Your task
Find every line in the records below that contains the word "napkin", matching case exactly, and copy each of those lines.

Data in this exercise
※ ※ ※
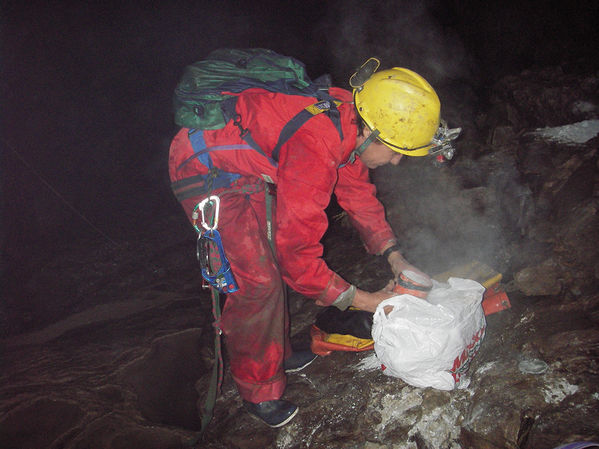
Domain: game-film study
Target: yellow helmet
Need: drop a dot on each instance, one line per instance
※ ※ ※
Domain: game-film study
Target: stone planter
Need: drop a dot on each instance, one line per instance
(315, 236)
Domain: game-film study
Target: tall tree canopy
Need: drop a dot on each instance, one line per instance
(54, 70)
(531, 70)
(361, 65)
※ ※ ※
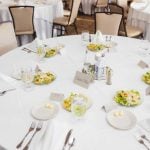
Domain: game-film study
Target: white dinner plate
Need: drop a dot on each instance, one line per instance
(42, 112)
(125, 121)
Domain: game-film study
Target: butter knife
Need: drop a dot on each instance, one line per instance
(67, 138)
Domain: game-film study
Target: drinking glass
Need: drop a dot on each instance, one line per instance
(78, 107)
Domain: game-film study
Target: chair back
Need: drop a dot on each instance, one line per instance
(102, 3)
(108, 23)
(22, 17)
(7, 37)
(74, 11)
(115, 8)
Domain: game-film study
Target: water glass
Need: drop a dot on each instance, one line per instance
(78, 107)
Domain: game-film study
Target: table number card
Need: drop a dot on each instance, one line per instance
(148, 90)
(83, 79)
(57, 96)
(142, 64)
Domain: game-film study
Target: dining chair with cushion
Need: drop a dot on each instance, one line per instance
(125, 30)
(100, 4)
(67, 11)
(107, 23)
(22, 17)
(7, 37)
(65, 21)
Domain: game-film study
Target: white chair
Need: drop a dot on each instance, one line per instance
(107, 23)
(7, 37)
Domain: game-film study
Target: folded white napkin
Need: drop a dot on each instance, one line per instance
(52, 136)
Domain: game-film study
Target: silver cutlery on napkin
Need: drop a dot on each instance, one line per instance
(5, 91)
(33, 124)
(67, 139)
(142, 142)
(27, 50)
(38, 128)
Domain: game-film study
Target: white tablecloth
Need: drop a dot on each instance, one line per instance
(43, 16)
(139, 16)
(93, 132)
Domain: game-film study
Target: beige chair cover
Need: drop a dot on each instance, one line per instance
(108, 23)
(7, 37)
※ ※ ※
Complete output
Target: folded white napkin
Target: silver cutlery on napkin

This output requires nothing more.